INSTRUCTIONS TO FOLLOW » Print every one of the following rows verbatim, with no changes of any kind.

MATERIAL FOR THE TASK »
********

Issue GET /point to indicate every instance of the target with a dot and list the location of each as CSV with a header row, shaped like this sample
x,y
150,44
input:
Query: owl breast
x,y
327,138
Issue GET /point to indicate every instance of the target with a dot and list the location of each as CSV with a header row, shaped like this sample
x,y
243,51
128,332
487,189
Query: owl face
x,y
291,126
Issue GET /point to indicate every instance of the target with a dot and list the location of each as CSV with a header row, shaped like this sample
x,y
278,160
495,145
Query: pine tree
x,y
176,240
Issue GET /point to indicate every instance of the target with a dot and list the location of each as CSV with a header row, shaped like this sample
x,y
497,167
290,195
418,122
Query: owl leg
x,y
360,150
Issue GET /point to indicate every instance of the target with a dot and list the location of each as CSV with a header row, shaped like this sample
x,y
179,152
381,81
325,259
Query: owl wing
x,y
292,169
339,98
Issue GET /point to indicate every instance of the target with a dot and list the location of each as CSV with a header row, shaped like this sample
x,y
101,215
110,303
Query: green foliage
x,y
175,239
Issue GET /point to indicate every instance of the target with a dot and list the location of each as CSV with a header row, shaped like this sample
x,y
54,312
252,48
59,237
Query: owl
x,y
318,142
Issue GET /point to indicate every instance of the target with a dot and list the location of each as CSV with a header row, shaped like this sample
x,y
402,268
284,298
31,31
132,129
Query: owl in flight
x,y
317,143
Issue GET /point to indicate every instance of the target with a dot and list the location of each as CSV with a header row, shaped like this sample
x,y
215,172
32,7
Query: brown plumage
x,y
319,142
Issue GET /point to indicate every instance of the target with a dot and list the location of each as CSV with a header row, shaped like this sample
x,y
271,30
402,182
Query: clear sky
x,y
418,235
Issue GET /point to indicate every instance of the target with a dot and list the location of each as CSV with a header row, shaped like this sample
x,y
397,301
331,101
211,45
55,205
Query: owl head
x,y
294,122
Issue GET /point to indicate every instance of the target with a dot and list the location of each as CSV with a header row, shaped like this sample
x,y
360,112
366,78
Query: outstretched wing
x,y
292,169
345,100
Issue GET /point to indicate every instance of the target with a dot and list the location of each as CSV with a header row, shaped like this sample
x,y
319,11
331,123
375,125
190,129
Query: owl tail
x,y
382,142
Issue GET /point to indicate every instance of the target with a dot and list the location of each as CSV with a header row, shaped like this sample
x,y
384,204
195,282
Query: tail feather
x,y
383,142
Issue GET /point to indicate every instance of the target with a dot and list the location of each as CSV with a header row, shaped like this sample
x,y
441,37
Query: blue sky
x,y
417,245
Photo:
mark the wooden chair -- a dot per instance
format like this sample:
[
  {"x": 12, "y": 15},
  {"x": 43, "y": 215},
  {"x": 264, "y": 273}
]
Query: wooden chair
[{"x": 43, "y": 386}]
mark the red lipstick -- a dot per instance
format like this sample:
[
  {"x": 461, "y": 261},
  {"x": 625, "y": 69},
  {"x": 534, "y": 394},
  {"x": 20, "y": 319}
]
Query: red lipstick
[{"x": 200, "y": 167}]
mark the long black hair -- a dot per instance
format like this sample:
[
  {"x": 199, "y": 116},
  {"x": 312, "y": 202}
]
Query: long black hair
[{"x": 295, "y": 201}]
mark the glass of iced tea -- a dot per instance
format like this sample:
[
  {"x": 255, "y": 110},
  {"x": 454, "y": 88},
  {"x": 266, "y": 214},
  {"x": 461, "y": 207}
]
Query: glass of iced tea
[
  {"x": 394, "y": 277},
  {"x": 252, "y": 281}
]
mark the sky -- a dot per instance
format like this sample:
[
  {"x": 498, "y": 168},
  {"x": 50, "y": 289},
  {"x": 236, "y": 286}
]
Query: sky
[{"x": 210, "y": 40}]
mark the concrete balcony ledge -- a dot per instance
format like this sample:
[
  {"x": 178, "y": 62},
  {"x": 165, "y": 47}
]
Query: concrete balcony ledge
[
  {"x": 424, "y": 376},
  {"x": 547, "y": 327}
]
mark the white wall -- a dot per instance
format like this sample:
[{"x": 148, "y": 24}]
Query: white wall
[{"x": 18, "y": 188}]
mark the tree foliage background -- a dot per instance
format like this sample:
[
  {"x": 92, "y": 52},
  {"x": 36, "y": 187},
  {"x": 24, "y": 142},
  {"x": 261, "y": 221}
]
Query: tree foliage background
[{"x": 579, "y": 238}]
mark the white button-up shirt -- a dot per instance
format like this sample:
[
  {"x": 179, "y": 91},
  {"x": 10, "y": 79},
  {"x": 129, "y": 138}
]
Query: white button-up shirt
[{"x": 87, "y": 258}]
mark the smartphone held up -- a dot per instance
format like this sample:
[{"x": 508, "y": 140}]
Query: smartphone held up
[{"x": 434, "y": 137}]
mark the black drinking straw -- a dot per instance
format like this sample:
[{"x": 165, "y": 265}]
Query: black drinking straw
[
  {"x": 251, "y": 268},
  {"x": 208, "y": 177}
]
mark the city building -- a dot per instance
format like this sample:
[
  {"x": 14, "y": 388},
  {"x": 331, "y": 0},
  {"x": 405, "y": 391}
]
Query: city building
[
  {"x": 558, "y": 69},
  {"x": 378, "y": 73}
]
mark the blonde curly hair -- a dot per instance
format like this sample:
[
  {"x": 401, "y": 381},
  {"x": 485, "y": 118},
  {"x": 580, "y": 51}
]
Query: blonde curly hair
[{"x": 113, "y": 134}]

********

ANSWER TO THE TASK »
Issue GET /point to indicate every instance of the target with a dot and list the location of each as CSV with a header row, shaped like this sample
x,y
150,44
input:
Query: owl breast
x,y
327,138
Issue GET /point to indicate every instance of the target with a dot and list the location of each as CSV with a header row, shaped like this sample
x,y
243,51
128,332
487,189
Query: owl face
x,y
291,126
Issue GET /point to indicate every instance of the target with a dot and list the location of each as CSV with a header row, shaped like this sample
x,y
278,160
495,145
Query: pine tree
x,y
176,240
Issue GET /point to indicate every instance of the target with a dot and list the location of each as CSV with a header row, shaped like this sample
x,y
497,167
290,195
418,122
Query: owl leg
x,y
360,150
Issue GET /point to indicate every instance of the target with a dot and list the location of each as CSV with a header row, shaped like this sample
x,y
179,152
381,81
325,259
Query: owl wing
x,y
292,169
339,98
Issue GET /point to indicate every instance of the target with a dot and list the location of each as CSV with a header row, shaped like this sample
x,y
101,215
110,303
Query: green foliage
x,y
175,239
Issue GET /point to indicate every instance of the target with a dot and list the location of each as CSV with a header row, shaped like this sample
x,y
54,312
252,48
59,237
Query: owl
x,y
318,142
Issue GET /point to indicate every instance of the target with a dot and list the location of each as CSV with a header row, shaped like this sample
x,y
402,268
284,298
31,31
132,129
Query: owl in flight
x,y
317,143
Issue GET /point to indicate every instance of the target with a dot and list the location of each as CSV with a header row, shaped like this sample
x,y
215,172
32,7
Query: brown plumage
x,y
319,142
Issue GET /point to indicate every instance of the target with a dot and list the location of each as CSV with a header row, shaped like this sample
x,y
271,30
402,182
Query: clear sky
x,y
418,235
Issue GET /point to indicate every instance of the target with a dot and list the location of each as CSV with a header row, shaped like this sample
x,y
397,301
331,101
211,45
55,205
Query: owl head
x,y
294,122
Issue GET /point to indicate every instance of the target with a dot and list the location of each as CSV with a header row, shaped like this sample
x,y
360,112
366,78
Query: outstretched wing
x,y
292,169
345,100
Issue GET /point to indicate every instance of the target with a dot and list the location of each as CSV with a header row, shaped like this sample
x,y
319,11
331,123
375,125
190,129
Query: owl tail
x,y
382,142
Issue GET /point to indicate every instance of the target with a dot and list the location of each as CSV with a header row, shaped like this sample
x,y
384,204
195,282
Query: tail feather
x,y
383,142
Issue GET /point to indicate every instance of the target with a dot and list the location of each as CSV with a header row, shaped like this sample
x,y
441,37
Query: blue sky
x,y
417,245
Photo:
mark the wooden chair -- a dot per instance
format like this sample:
[
  {"x": 12, "y": 15},
  {"x": 43, "y": 215},
  {"x": 264, "y": 273}
]
Query: wooden chair
[{"x": 43, "y": 386}]
mark the red lipstick -- a dot per instance
format like this sample:
[
  {"x": 461, "y": 261},
  {"x": 625, "y": 69},
  {"x": 534, "y": 394},
  {"x": 20, "y": 319}
]
Query: red lipstick
[{"x": 200, "y": 167}]
mark the long black hair -- a dot per instance
format like this sample:
[
  {"x": 199, "y": 116},
  {"x": 312, "y": 202}
]
Query: long black hair
[{"x": 295, "y": 201}]
mark the glass of iced tea -- a dot per instance
format like this sample:
[
  {"x": 255, "y": 110},
  {"x": 454, "y": 88},
  {"x": 266, "y": 214},
  {"x": 461, "y": 207}
]
Query: glass of iced tea
[
  {"x": 394, "y": 277},
  {"x": 252, "y": 281}
]
mark the sky -- a dot per instance
format like this sample:
[
  {"x": 498, "y": 168},
  {"x": 50, "y": 289},
  {"x": 236, "y": 286}
]
Query: sky
[{"x": 210, "y": 40}]
mark the concrete balcony ledge -- a dot per instance
format like this sample:
[
  {"x": 178, "y": 62},
  {"x": 165, "y": 47}
]
Query: concrete balcony ledge
[
  {"x": 424, "y": 376},
  {"x": 547, "y": 327}
]
mark the white wall -- a dot per instance
format like this sample:
[{"x": 148, "y": 24}]
Query: white wall
[{"x": 18, "y": 188}]
mark the tree foliage background -- a dot per instance
format like this sample:
[
  {"x": 92, "y": 52},
  {"x": 36, "y": 187},
  {"x": 24, "y": 142},
  {"x": 261, "y": 221}
]
Query: tree foliage background
[{"x": 579, "y": 238}]
mark the white button-up shirt -- a dot per instance
format like this sample:
[
  {"x": 179, "y": 91},
  {"x": 10, "y": 79},
  {"x": 129, "y": 138}
]
Query: white button-up shirt
[{"x": 87, "y": 258}]
mark the smartphone held up -- a dot per instance
format like this sample:
[{"x": 508, "y": 140}]
Query: smartphone held up
[{"x": 434, "y": 137}]
mark the black drinking straw -- a dot per instance
format like this sample:
[{"x": 165, "y": 265}]
Query: black drinking straw
[
  {"x": 251, "y": 268},
  {"x": 208, "y": 177}
]
mark the city building -- a dot per instance
format like this sample:
[
  {"x": 14, "y": 388},
  {"x": 331, "y": 0},
  {"x": 405, "y": 391}
]
Query: city building
[
  {"x": 558, "y": 69},
  {"x": 378, "y": 73}
]
mark the blonde curly hair -- a dot per instance
format like this sample:
[
  {"x": 401, "y": 381},
  {"x": 485, "y": 118},
  {"x": 580, "y": 51}
]
Query: blonde curly hair
[{"x": 113, "y": 134}]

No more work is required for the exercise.